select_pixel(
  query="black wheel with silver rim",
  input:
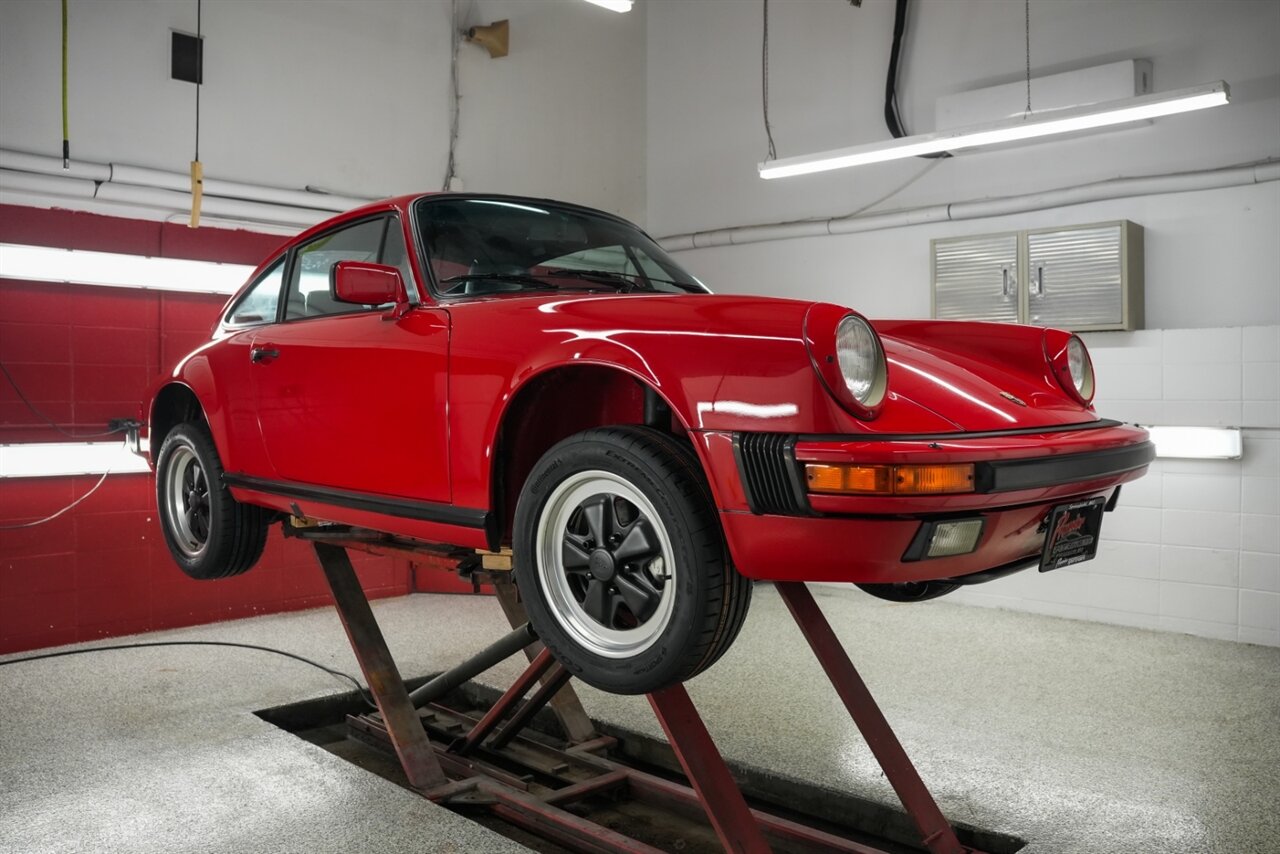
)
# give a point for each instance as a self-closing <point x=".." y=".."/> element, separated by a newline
<point x="209" y="534"/>
<point x="621" y="561"/>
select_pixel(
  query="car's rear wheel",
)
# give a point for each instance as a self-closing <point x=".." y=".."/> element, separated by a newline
<point x="910" y="590"/>
<point x="622" y="563"/>
<point x="210" y="534"/>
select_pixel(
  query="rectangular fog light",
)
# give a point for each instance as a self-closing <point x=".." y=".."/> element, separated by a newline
<point x="954" y="538"/>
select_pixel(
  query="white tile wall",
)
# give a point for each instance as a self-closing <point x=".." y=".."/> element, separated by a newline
<point x="1194" y="546"/>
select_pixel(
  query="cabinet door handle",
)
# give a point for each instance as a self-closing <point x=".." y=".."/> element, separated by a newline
<point x="1009" y="283"/>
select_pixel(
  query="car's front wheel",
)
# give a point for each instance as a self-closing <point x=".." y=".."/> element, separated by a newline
<point x="210" y="534"/>
<point x="622" y="563"/>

········

Rewrite all of the items above, replacing every "wheel" with "tire" and leaving everything else unchanged. Leave the pictures out.

select_pixel(
  query="black tire with silver rim",
  input:
)
# give a point for each instance as a self-closing <point x=".." y=".."/> element, separated by a newline
<point x="209" y="534"/>
<point x="621" y="561"/>
select_pixel(
  query="car's rear tire",
)
# give a point for each instance as a self-closing <point x=".." y=".."/> element, separated by a newline
<point x="910" y="590"/>
<point x="622" y="563"/>
<point x="210" y="534"/>
select_pixel(
  query="rectangular fog light",
)
# give a point for each instance as a self-closing <point x=".." y=".."/> element, separated by a newline
<point x="954" y="538"/>
select_pixel(
  query="white tile wall",
)
# give a point for each instance as a self-closing <point x=".." y=".."/> element, separated by a newline
<point x="1194" y="546"/>
select_pixel(
  query="cabinet door handle",
)
# give a point for each instance as a self-closing <point x=".." y=".."/> element, separated by a newline
<point x="1009" y="283"/>
select_pixel(
  query="car's front tire",
)
# give a point for each instance as a self-closing <point x=".." y=".."/> element, separated by a newline
<point x="210" y="534"/>
<point x="622" y="563"/>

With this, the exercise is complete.